> [TEXT SEGMENT]
|---|

Although inline skate designs were invented as early as the 18th century, and one version was patented in France in 1819, their use was relatively unknown until the early 1980s. This was largely due to the fact that these early inline skates of the 18th and 19th centuries were not very manouvrable. It was very difficult with these skates to do anything but move in a straight line and perhaps make wide sweeping turns.

The quad skate was first designed in 1863 in Massachusetts to attempt to change this. It was a huge success, living up to expectations; by the 1880s roller skating had become a popular pastime. The design of the quad skate has remained essentially unchanged since then, and in fact remained as the dominant roller skate design for a hundred and fourty years.

It was not until 1979 that Scott Olson and Brennan Olson of Minneapolis, Minnesota came across a pair of old inline skates and, seeing the potential for off-ice hockey training, set about re-designing the skates using modern materials and attaching ice hockey boots. A few years later Scott Olson began heavily promoting the skates and launched the company Rollerblade, which name many people often use when referring to inline skating, no matter what brand of skate they use.

For much of the 1980s and into the 1990s, inline skate models typically sold for general public use employed a hard plastic boot, similar to ski boots. But in about 1995, "soft boot" designs were introduced to the market, primarily by the sporting goods firm K2 Inc., and promoted for use as fitness skates. Other companies quickly followed, and by the early 2000s the use of hard shell skates became primarily limited to the aggressive skating discipline.

|---|

> [INSTRUCTIONS FOR THE TASK] Write out the part of the inline skate history above between "The quad skate was" and "skate they use.", inclusive.

> [MATERIAL PROVIDED]
|---|

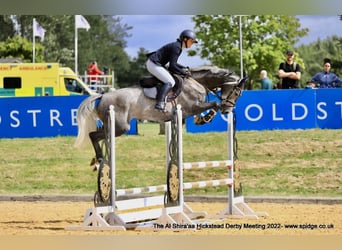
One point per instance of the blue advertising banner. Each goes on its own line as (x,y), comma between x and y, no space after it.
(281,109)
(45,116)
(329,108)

|---|

> [RESULT FOR THIS EXERCISE]
The quad skate was first designed in 1863 in Massachusetts to attempt to change this. It was a huge success, living up to expectations; by the 1880s roller skating had become a popular pastime. The design of the quad skate has remained essentially unchanged since then, and in fact remained as the dominant roller skate design for a hundred and fourty years.

It was not until 1979 that Scott Olson and Brennan Olson of Minneapolis, Minnesota came across a pair of old inline skates and, seeing the potential for off-ice hockey training, set about re-designing the skates using modern materials and attaching ice hockey boots. A few years later Scott Olson began heavily promoting the skates and launched the company Rollerblade, which name many people often use when referring to inline skating, no matter what brand of skate they use.